Source data:
▬▬▬
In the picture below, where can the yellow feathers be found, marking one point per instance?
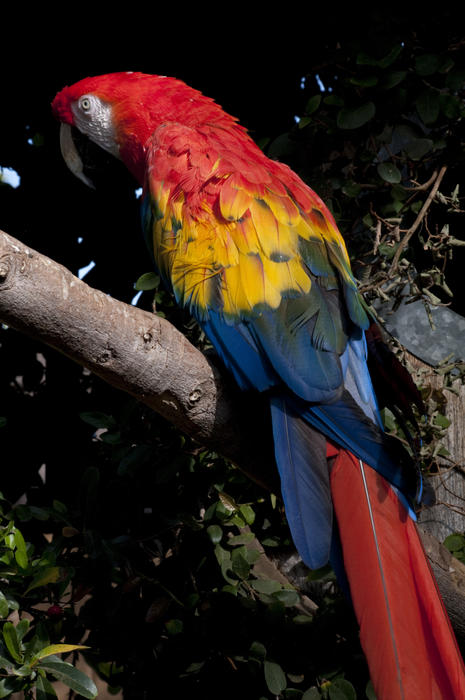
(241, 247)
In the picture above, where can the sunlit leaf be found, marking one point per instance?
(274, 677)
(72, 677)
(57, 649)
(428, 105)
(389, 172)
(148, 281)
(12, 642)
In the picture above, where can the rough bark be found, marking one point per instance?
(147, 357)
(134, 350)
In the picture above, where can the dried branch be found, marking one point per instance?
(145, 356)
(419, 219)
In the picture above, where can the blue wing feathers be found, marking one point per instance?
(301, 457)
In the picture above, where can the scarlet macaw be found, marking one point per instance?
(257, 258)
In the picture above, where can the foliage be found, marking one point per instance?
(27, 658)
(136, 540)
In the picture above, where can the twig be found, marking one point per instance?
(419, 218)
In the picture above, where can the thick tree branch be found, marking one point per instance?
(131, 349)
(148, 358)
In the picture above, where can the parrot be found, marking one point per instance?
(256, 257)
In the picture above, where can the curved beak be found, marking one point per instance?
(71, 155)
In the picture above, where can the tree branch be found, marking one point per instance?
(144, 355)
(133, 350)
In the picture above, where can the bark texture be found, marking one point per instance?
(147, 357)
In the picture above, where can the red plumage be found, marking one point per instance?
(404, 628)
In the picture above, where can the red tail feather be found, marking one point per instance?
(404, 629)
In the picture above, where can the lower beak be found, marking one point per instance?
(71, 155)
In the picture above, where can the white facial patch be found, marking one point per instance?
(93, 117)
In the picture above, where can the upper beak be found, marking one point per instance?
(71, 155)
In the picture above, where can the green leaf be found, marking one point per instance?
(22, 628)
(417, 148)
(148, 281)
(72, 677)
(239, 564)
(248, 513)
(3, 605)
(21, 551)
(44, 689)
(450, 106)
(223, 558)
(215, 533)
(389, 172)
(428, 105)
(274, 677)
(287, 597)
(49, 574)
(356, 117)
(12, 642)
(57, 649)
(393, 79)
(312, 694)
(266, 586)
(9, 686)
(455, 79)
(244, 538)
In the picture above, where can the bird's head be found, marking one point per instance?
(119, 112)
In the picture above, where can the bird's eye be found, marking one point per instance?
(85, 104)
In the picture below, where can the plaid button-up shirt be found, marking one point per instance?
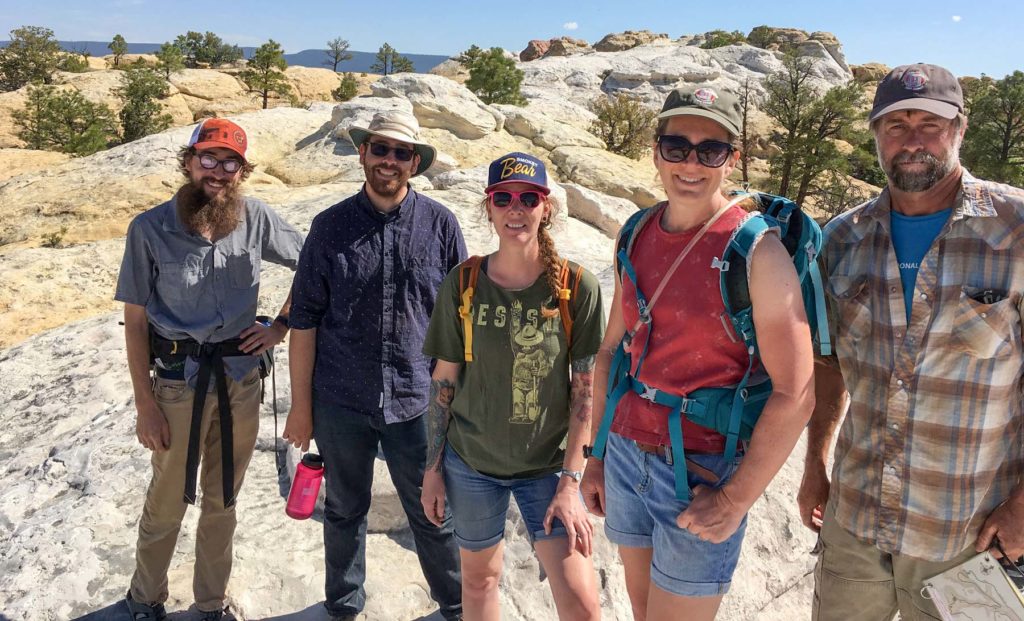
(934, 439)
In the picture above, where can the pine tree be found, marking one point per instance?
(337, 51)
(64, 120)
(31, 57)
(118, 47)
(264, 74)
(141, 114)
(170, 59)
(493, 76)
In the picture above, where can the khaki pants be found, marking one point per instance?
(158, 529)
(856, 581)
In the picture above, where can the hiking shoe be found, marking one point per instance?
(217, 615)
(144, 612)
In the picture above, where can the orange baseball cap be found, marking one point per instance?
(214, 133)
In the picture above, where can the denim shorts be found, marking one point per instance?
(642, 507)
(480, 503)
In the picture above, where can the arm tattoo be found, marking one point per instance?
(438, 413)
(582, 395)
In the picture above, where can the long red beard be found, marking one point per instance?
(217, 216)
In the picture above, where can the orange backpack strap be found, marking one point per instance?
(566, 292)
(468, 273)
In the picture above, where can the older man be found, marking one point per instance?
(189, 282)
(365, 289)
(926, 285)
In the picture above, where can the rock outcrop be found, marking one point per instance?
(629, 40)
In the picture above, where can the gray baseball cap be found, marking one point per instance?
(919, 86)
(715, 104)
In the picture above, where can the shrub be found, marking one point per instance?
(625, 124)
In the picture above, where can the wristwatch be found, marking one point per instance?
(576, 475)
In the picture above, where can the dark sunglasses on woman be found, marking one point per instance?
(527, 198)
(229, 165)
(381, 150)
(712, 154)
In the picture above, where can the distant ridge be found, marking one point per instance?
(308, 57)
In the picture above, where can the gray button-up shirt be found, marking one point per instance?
▬▬▬
- **TASK DIRECTIONS**: Reproduce the data verbatim. Do not carry any picture into the copy.

- **RESULT OF THIS TASK**:
In the picture below, where can the yellow feathers be found, marking one point per instance?
(241, 247)
In the picture above, where can the sunlit leaf be found, marking one point per instance?
(274, 677)
(72, 677)
(57, 649)
(428, 105)
(389, 172)
(148, 281)
(12, 642)
In the picture above, where can the rough bark be found, marking one point per instance?
(147, 357)
(134, 350)
In the picture above, where can the dried branch be found, marking one point per instance?
(145, 356)
(419, 219)
In the picture above, where can the blue wing feathers be found, marking one point per instance?
(301, 457)
In the picture above, where can the scarlet macaw be found, marking one point per instance?
(257, 258)
In the picture above, where can the foliage be found, marking one point per instance?
(27, 658)
(136, 540)
In the picture above, where can the twig be found, marking one point per instance?
(419, 218)
In the picture above, where can the thick tree branch be found, marking one point per instance?
(131, 349)
(148, 358)
In the picture above, where can the parrot be found, marking one point per instance?
(256, 257)
In the picture above, where can the curved beak be found, marking one point per instance?
(71, 155)
In the picture above, where can the tree branch be found, marking one point per instance?
(144, 355)
(133, 350)
In the picture above, where can the bark texture be found, marking one point per instance?
(147, 357)
In the picture above, where can the red plumage be found, marking one point per instance?
(404, 628)
In the picture above, where can the red tail feather be found, marking one point per instance?
(404, 629)
In the picture above, where can the lower beak be found, marking one point per instance?
(71, 155)
In the picture above, where can the white facial patch be found, marking one point per instance?
(93, 117)
In the picture above, where can the upper beak be found, marking one point per instance?
(71, 155)
In the picture above, where can the green leaf be found, marking one point per instance?
(22, 628)
(417, 148)
(148, 281)
(72, 677)
(239, 564)
(248, 513)
(3, 605)
(21, 551)
(44, 689)
(450, 106)
(223, 558)
(215, 533)
(389, 172)
(428, 105)
(274, 677)
(287, 597)
(49, 574)
(356, 117)
(12, 642)
(57, 649)
(393, 79)
(312, 694)
(266, 586)
(9, 686)
(455, 79)
(244, 538)
In the picture above, where can the bird's head be found, marking one point per instance?
(119, 112)
In the picture above, where can the bird's eye be found, marking one point per instance?
(85, 104)
In the picture below, where can the plaid button-up shirt be found, marking one point per instance?
(934, 439)
In the picture above, where can the pine tree be found, marking one point per instance?
(337, 51)
(64, 120)
(31, 57)
(118, 47)
(264, 74)
(141, 114)
(170, 59)
(493, 76)
In the picture above, where can the khaki pants be found, marking one point per instance?
(158, 529)
(856, 581)
In the picture above, where can the hiking shoe be found, marking one point per instance?
(217, 615)
(144, 612)
In the picture above, where can the orange baseball cap be found, marking one point per instance?
(214, 133)
In the picture above, where can the denim shorts be found, marking one point per instance?
(642, 507)
(480, 503)
In the picture above, where can the arm tattoo be found, marking one point per instance?
(438, 413)
(582, 395)
In the picture above, where can the long red beard be found, marking one point per instance?
(217, 216)
In the picture above, where can the orange backpack strap be found, marking one point per instance?
(566, 292)
(468, 273)
In the picture above, where can the older man be found, marking one point per instance?
(189, 282)
(365, 289)
(926, 285)
In the picture above, where can the rock outcrop be found, marking one point per instance?
(629, 40)
In the picture above, where can the gray baseball cap be found, marking one point per instance?
(919, 86)
(715, 104)
In the picture above, where can the shrub be found, marking one point per instance?
(625, 124)
In the picture above, where can the wristwatch be found, marking one point per instance?
(576, 475)
In the picture above, where can the dark sunglasses on woman be found, marking one point per instance?
(527, 198)
(229, 165)
(381, 150)
(712, 154)
In the picture above, where can the distant ridge be found, marking one point per instance?
(308, 57)
In the picture above, where can the gray button-up shirt be found, marking one point per instance?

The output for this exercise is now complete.